[Records from a dataset]
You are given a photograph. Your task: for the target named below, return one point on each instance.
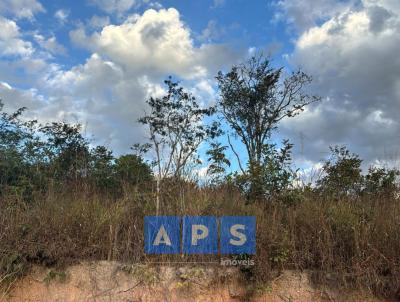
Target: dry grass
(353, 243)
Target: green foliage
(271, 177)
(380, 181)
(34, 157)
(218, 162)
(132, 169)
(342, 173)
(176, 129)
(253, 100)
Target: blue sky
(96, 61)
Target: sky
(95, 62)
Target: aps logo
(199, 235)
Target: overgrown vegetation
(63, 200)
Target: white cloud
(353, 58)
(307, 13)
(99, 21)
(128, 63)
(11, 43)
(50, 44)
(21, 8)
(114, 6)
(157, 42)
(62, 15)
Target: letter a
(162, 237)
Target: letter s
(234, 232)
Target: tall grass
(347, 242)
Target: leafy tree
(254, 98)
(218, 162)
(67, 150)
(102, 168)
(271, 178)
(380, 181)
(176, 126)
(131, 169)
(342, 173)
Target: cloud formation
(21, 8)
(127, 63)
(353, 57)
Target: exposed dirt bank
(111, 281)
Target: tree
(254, 98)
(218, 162)
(102, 168)
(177, 128)
(342, 173)
(67, 150)
(380, 181)
(272, 177)
(131, 169)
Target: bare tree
(254, 99)
(177, 128)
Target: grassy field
(347, 242)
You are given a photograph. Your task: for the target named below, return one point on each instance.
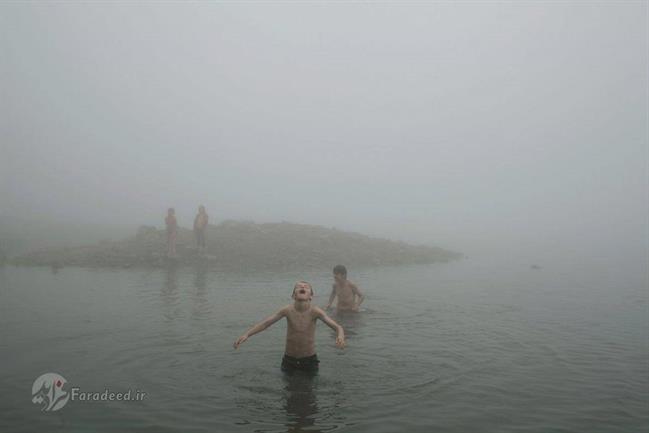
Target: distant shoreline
(242, 245)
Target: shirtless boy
(300, 332)
(349, 295)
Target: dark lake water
(460, 347)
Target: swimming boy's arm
(361, 297)
(331, 297)
(260, 327)
(340, 337)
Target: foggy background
(517, 127)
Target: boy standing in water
(200, 226)
(172, 231)
(349, 295)
(301, 317)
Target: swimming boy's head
(302, 291)
(340, 273)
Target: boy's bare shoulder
(285, 310)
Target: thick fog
(469, 126)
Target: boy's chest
(344, 291)
(301, 322)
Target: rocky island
(243, 245)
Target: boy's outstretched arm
(331, 297)
(359, 295)
(260, 327)
(340, 337)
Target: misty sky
(429, 122)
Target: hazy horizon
(468, 126)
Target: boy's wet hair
(340, 269)
(305, 282)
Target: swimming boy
(172, 231)
(349, 295)
(301, 317)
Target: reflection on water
(201, 306)
(451, 348)
(301, 404)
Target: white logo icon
(49, 393)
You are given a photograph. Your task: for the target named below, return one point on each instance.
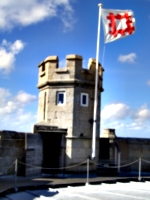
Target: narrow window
(84, 101)
(60, 98)
(44, 108)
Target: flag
(117, 24)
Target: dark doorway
(51, 151)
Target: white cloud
(148, 82)
(14, 112)
(24, 97)
(27, 12)
(130, 58)
(8, 52)
(115, 111)
(127, 121)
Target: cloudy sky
(32, 30)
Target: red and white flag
(117, 24)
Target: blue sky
(32, 30)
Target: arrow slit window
(61, 98)
(84, 99)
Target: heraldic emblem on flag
(117, 24)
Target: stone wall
(33, 154)
(11, 148)
(26, 148)
(132, 149)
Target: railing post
(87, 180)
(119, 162)
(139, 178)
(16, 169)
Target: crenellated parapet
(72, 73)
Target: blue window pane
(84, 99)
(60, 98)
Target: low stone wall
(26, 148)
(11, 148)
(132, 149)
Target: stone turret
(66, 100)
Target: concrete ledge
(73, 57)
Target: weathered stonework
(72, 80)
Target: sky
(30, 31)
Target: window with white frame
(84, 99)
(61, 98)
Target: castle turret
(66, 100)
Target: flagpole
(96, 85)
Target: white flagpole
(96, 85)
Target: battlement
(73, 71)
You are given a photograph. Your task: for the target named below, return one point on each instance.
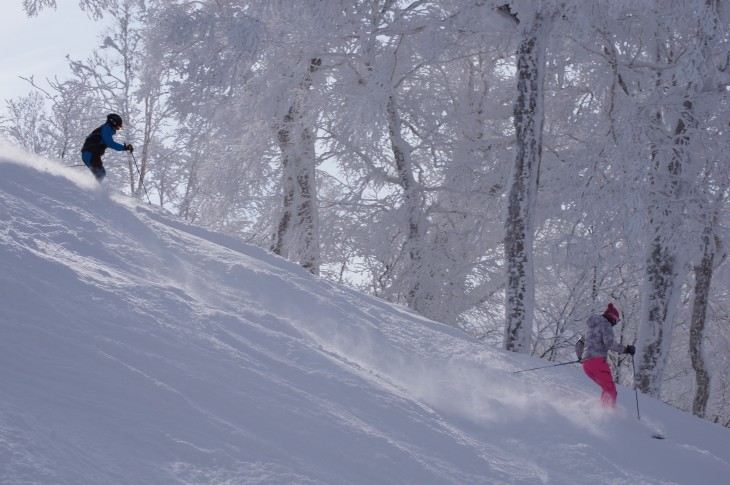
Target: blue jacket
(101, 138)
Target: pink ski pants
(600, 372)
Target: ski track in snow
(136, 348)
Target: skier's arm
(610, 342)
(107, 133)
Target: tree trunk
(297, 233)
(703, 279)
(518, 250)
(413, 245)
(664, 267)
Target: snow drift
(135, 348)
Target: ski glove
(579, 346)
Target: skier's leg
(93, 161)
(600, 372)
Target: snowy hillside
(136, 349)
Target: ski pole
(140, 178)
(546, 366)
(636, 391)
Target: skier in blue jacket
(98, 141)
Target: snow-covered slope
(137, 349)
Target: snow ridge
(136, 348)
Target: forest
(506, 167)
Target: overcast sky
(38, 46)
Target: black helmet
(114, 119)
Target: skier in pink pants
(593, 349)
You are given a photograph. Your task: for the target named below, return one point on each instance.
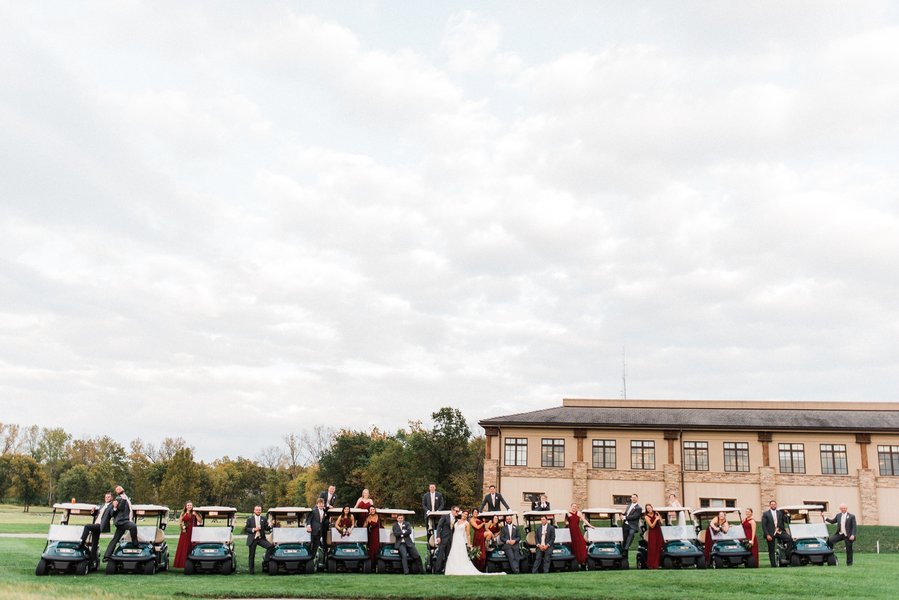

[HOW TO COMPLETE THIS TASK]: Set down the lines of the records above exactly, apart from the pictures.

[WORKED SOLUTION]:
You are given a photograph. Your task: for the target named below, return one point on each instance.
Target: dry grass
(353, 243)
Target: green foliage
(271, 177)
(380, 181)
(34, 157)
(218, 162)
(132, 169)
(342, 173)
(176, 129)
(253, 100)
Target: blue sky
(96, 61)
Target: sky
(95, 62)
Target: aps logo
(199, 235)
Target: overgrown vegetation
(63, 200)
Target: white cloud
(353, 58)
(307, 13)
(99, 21)
(128, 63)
(11, 43)
(50, 44)
(21, 8)
(114, 6)
(157, 42)
(62, 15)
Target: letter a
(162, 237)
Target: letter s
(234, 232)
Target: tall grass
(347, 242)
Target: leafy tree
(254, 98)
(218, 162)
(67, 150)
(102, 168)
(271, 178)
(380, 181)
(176, 126)
(131, 169)
(342, 173)
Target: cloud formation
(21, 8)
(127, 63)
(353, 57)
Target: exposed dirt bank
(111, 281)
Target: tree
(254, 98)
(218, 162)
(102, 168)
(177, 128)
(342, 173)
(67, 150)
(380, 181)
(272, 177)
(131, 169)
Target: bare tree
(254, 99)
(177, 128)
Target: grassy field
(347, 242)
You are given a photograph. Your task: for the target named below, return one point on each instance.
Target: distant shoreline
(242, 245)
Target: shirtless boy
(300, 332)
(349, 295)
Target: dark lake water
(460, 347)
Target: swimming boy's arm
(361, 297)
(331, 297)
(260, 327)
(340, 337)
Target: foggy background
(517, 127)
Target: boy standing in water
(200, 226)
(172, 231)
(349, 295)
(301, 317)
Target: swimming boy's head
(302, 291)
(340, 273)
Target: boy's bare shoulder
(285, 310)
Target: thick fog
(469, 126)
Target: boy's chest
(344, 291)
(301, 322)
Target: rocky island
(243, 245)
Target: boy's outstretched arm
(331, 297)
(359, 295)
(260, 327)
(340, 337)
Target: misty sky
(429, 122)
Target: hazy horizon
(468, 126)
Target: boy's wet hair
(340, 269)
(305, 282)
Target: swimming boy
(172, 231)
(349, 295)
(301, 317)
Target: reflection on water
(201, 306)
(451, 348)
(301, 404)
Target: white logo icon
(49, 393)
You are given a photograph. Your task: for the target named below, return one point on each instance.
Target: narrow window
(84, 101)
(60, 98)
(44, 108)
Target: flag
(117, 24)
Target: dark doorway
(51, 151)
Target: white cloud
(148, 82)
(14, 112)
(24, 97)
(27, 12)
(130, 58)
(8, 52)
(115, 111)
(127, 121)
Target: cloudy sky
(32, 30)
Target: red and white flag
(117, 24)
Target: blue sky
(32, 30)
Target: arrow slit window
(61, 98)
(84, 99)
Target: heraldic emblem on flag
(117, 24)
Target: stone wall
(33, 154)
(11, 148)
(26, 148)
(132, 149)
Target: railing post
(87, 180)
(119, 162)
(139, 178)
(16, 169)
Target: crenellated parapet
(72, 73)
Target: blue window pane
(84, 99)
(60, 98)
Target: low stone wall
(26, 148)
(11, 148)
(132, 149)
Target: stone turret
(66, 100)
Target: concrete ledge
(73, 57)
Target: weathered stonework
(72, 80)
Target: sky
(30, 31)
Target: window with white frame
(84, 99)
(61, 98)
Target: castle turret
(66, 100)
Target: flagpole
(96, 85)
Target: white flagpole
(96, 85)
Target: battlement
(73, 71)
You are given a photograph. Your task: for the target named below, return one point on each instance.
Target: blue jacket
(101, 138)
Target: pink ski pants
(600, 372)
Target: ski track in snow
(136, 348)
Target: skier's arm
(610, 342)
(107, 133)
Target: tree trunk
(297, 233)
(703, 279)
(518, 250)
(413, 245)
(664, 267)
Target: snow drift
(135, 348)
Target: ski glove
(579, 346)
Target: skier's leg
(93, 161)
(600, 372)
Target: snowy hillside
(136, 349)
Target: ski pole
(140, 178)
(546, 366)
(636, 391)
Target: skier in blue jacket
(98, 141)
Target: snow-covered slope
(137, 349)
Target: snow ridge
(136, 348)
Target: forest
(506, 167)
Target: overcast sky
(38, 46)
Target: black helmet
(114, 119)
Target: skier in pink pants
(593, 349)
You are given a photograph. Your task: for the target named below, return one point on each instance.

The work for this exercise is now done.